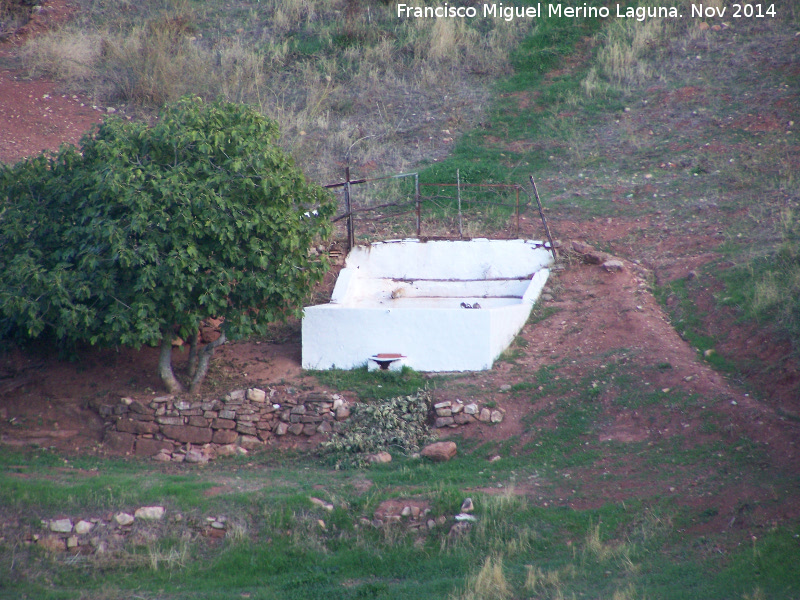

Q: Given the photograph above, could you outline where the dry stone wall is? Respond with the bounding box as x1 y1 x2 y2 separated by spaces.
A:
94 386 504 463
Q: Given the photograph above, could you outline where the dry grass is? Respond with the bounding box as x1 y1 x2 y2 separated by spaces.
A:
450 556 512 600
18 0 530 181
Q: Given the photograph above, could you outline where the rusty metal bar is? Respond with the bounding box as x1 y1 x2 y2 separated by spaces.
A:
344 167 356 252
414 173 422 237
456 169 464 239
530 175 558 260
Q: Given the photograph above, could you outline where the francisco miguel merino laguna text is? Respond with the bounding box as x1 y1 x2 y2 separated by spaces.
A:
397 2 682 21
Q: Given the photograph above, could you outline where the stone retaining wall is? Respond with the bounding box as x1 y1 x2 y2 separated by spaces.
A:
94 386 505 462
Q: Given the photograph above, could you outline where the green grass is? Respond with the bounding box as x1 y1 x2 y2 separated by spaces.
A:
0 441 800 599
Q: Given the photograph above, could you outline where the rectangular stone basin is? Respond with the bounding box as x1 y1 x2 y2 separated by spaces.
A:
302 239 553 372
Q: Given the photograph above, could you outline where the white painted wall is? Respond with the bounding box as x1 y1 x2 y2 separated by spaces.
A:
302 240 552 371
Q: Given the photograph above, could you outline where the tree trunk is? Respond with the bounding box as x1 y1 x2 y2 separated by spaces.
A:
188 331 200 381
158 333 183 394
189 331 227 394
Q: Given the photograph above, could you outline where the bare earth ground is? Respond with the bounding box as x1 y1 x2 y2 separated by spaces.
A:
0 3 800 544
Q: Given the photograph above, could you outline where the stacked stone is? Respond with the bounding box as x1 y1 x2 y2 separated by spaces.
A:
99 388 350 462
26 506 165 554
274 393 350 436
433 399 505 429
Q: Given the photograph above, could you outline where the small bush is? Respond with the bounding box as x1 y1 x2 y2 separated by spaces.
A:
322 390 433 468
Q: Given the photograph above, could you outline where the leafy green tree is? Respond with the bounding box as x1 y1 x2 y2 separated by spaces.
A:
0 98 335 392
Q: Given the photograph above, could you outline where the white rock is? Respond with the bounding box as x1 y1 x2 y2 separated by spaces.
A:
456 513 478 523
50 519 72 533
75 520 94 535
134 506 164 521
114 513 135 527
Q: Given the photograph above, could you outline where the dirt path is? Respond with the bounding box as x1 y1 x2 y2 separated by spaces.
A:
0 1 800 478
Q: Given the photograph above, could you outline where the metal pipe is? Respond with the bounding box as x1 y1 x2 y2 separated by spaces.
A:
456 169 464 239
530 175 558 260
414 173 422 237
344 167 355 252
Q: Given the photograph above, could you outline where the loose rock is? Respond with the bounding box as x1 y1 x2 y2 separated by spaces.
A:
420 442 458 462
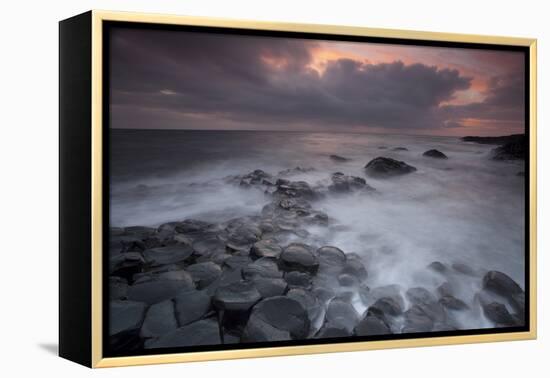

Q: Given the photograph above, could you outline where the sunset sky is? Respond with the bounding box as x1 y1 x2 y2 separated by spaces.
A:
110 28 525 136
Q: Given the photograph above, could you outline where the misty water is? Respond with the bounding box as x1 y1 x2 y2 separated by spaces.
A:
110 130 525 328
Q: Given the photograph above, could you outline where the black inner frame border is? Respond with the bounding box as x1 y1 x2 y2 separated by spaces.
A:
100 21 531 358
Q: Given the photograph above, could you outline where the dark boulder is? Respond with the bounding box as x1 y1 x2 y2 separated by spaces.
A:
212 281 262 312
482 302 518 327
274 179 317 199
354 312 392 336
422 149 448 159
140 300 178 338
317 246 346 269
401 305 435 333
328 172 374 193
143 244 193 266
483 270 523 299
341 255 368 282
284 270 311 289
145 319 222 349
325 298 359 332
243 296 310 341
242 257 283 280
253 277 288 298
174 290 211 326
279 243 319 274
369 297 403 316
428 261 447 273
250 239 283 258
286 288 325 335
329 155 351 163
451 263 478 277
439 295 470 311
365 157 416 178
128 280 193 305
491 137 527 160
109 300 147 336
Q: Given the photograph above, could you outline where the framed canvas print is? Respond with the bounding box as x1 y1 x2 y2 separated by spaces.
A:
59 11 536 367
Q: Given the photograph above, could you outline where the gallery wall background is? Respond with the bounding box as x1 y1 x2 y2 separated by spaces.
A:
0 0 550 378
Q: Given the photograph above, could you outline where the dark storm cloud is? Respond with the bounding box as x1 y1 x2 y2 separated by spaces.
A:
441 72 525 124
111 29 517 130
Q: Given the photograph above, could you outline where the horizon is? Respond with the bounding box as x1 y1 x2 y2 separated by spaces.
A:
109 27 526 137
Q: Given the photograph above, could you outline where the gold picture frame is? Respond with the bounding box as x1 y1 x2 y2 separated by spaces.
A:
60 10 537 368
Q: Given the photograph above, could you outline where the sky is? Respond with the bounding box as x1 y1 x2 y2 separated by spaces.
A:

YOUR OBJECTIVE
Convert every line of all the items above into a Markdown table with the columns Number and Content, numbering each row and omitting blank lines. Leave the pictures out of the answer.

OUTPUT
| Number | Content |
|---|---|
| 1 | Q: Given the photograph above, could you outline where the dry stone wall is? Respond with the bounding box as x1 y1 x2 y2 separated by spaces. |
| 2 | A: |
| 3 | 94 386 504 463 |
| 4 | Q: Given the photograph above, could you outline where the dry grass is? Respond with the bounding box as x1 y1 x2 y2 separated by spaces. |
| 5 | A: |
| 6 | 450 556 512 600 |
| 7 | 18 0 530 181 |
| 8 | Q: Given the photograph above, could you outline where the rusty metal bar is? Respond with the bounding box as x1 y1 x2 y2 separated by spaces. |
| 9 | A: |
| 10 | 344 167 356 252 |
| 11 | 414 173 422 237 |
| 12 | 456 169 464 239 |
| 13 | 530 175 558 260 |
| 14 | Q: Given the photograph above, could you outline where the francisco miguel merino laguna text is? Respond with the bounding box as x1 y1 x2 y2 separated by spaces. |
| 15 | A: |
| 16 | 397 2 682 21 |
| 17 | Q: Given the photograph above, could you outline where the stone retaining wall is? Respond with the bounding box as x1 y1 x2 y2 separated by spaces. |
| 18 | A: |
| 19 | 94 386 505 462 |
| 20 | Q: Given the photograph above, could you outline where the green grass is? Respond with the bounding box as x1 y1 x2 y2 separated by spaces. |
| 21 | A: |
| 22 | 0 441 800 599 |
| 23 | Q: Given the photograph above, could you outline where the rectangular stone basin is? Respond with the bounding box as x1 y1 x2 y2 separated by spaces. |
| 24 | A: |
| 25 | 302 239 553 372 |
| 26 | Q: Given the photograph above, could you outline where the white painted wall is? Respond with the bounding box as x1 y1 x2 y2 separated by spaces. |
| 27 | A: |
| 28 | 302 240 552 371 |
| 29 | Q: Given the photograph above, could you outline where the tree trunk is? Respond with the bounding box as x1 y1 x2 y2 separated by spaces. |
| 30 | A: |
| 31 | 188 331 200 381 |
| 32 | 158 333 183 394 |
| 33 | 189 331 227 394 |
| 34 | Q: Given the photograph above, could you outline where the bare earth ground is? Respond with the bounding box as x1 y1 x2 y2 separated by spaces. |
| 35 | A: |
| 36 | 0 3 800 544 |
| 37 | Q: Given the photograph above, could you outline where the stacked stone is? Respond with the bounding box as x1 y1 x2 y2 separated by spaces. |
| 38 | A: |
| 39 | 99 388 350 462 |
| 40 | 26 506 165 554 |
| 41 | 274 393 350 436 |
| 42 | 433 399 505 429 |
| 43 | Q: Given the photograph above, could you outline where the small bush is? Respond with the bounding box as x1 y1 x2 y2 separated by spaces. |
| 44 | A: |
| 45 | 322 390 433 468 |
| 46 | Q: Given the photograph above, could you outline where the leafy green tree is? Respond with the bounding box as x1 y1 x2 y2 separated by spaces. |
| 47 | A: |
| 48 | 0 98 335 392 |
| 49 | Q: Given the photograph above, could you outline where the white rock is? Respond with the bounding box as x1 y1 x2 y2 separated by spaces. |
| 50 | A: |
| 51 | 456 513 478 523 |
| 52 | 50 519 72 533 |
| 53 | 75 520 94 535 |
| 54 | 134 506 164 521 |
| 55 | 114 513 135 527 |
| 56 | Q: Given the photograph above, could you outline where the dirt path is? Respond with the bounding box as x1 y1 x2 y2 separated by spaces. |
| 57 | A: |
| 58 | 0 1 800 478 |
| 59 | Q: Given the photograph above, could you outline where the metal pipe is? Respond with the bounding box as x1 y1 x2 y2 separated by spaces. |
| 60 | A: |
| 61 | 456 169 464 239 |
| 62 | 530 175 558 260 |
| 63 | 414 173 422 237 |
| 64 | 344 167 355 252 |
| 65 | Q: Given the photograph above, could you outline where the loose rock is? Respond with the bounding box as x1 y1 x2 y2 separated by spaces. |
| 66 | A: |
| 67 | 420 442 458 462 |
| 68 | Q: Given the photograph above, could you outline where the sunset sky is? Respond with the bounding box as x1 y1 x2 y2 separated by spaces. |
| 69 | A: |
| 70 | 110 28 525 136 |
| 71 | Q: Given the photograph above, could you outline where the misty water is? Respond with the bounding box as x1 y1 x2 y2 separated by spaces. |
| 72 | A: |
| 73 | 110 130 525 328 |
| 74 | Q: Given the photograph above, could you outline where the black inner frame border is? Respond with the bounding box as x1 y1 x2 y2 separated by spaces. |
| 75 | A: |
| 76 | 100 21 531 358 |
| 77 | Q: Given the photograph above, could you outline where the dark boulder is? Respond with the bounding box as x1 y1 x2 y2 separated by spaces. |
| 78 | A: |
| 79 | 212 281 262 312 |
| 80 | 482 302 518 327 |
| 81 | 274 179 317 199 |
| 82 | 354 312 392 336 |
| 83 | 422 149 448 159 |
| 84 | 140 300 178 338 |
| 85 | 317 246 346 269 |
| 86 | 401 305 435 333 |
| 87 | 328 172 374 193 |
| 88 | 143 244 193 266 |
| 89 | 483 270 523 299 |
| 90 | 341 255 368 282 |
| 91 | 284 270 311 289 |
| 92 | 145 319 222 349 |
| 93 | 325 298 359 332 |
| 94 | 243 296 310 341 |
| 95 | 242 257 283 280 |
| 96 | 253 277 288 298 |
| 97 | 174 290 211 326 |
| 98 | 279 243 319 274 |
| 99 | 369 297 403 316 |
| 100 | 428 261 447 273 |
| 101 | 250 239 283 258 |
| 102 | 286 288 325 335 |
| 103 | 329 155 351 163 |
| 104 | 451 263 478 277 |
| 105 | 439 295 470 311 |
| 106 | 365 157 416 178 |
| 107 | 128 280 193 305 |
| 108 | 491 137 527 160 |
| 109 | 109 300 147 336 |
| 110 | Q: Given the photograph above, could you outline where the framed canvas print is? Respond with the bounding box as x1 y1 x2 y2 separated by spaces. |
| 111 | A: |
| 112 | 59 11 536 367 |
| 113 | Q: Given the photograph above, could you outline where the gallery wall background is? Respond with the bounding box as x1 y1 x2 y2 separated by spaces. |
| 114 | A: |
| 115 | 0 0 550 378 |
| 116 | Q: Given the photograph above, could you outline where the dark storm cloud is? Respond with the bounding box as x1 y1 x2 y2 separated by spaces. |
| 117 | A: |
| 118 | 441 72 525 124 |
| 119 | 111 29 517 130 |
| 120 | Q: Given the photograph above, could you outline where the horizon is? Respond with the bounding box as x1 y1 x2 y2 separated by spaces. |
| 121 | A: |
| 122 | 109 27 526 137 |
| 123 | Q: Given the photograph above, could you outline where the gold picture frame is? Respond with the bounding box as x1 y1 x2 y2 separated by spaces. |
| 124 | A: |
| 125 | 60 10 537 368 |
| 126 | Q: Given the photograph above, could you outline where the sky is? Respond with the bounding box as x1 y1 x2 y2 separated by spaces. |
| 127 | A: |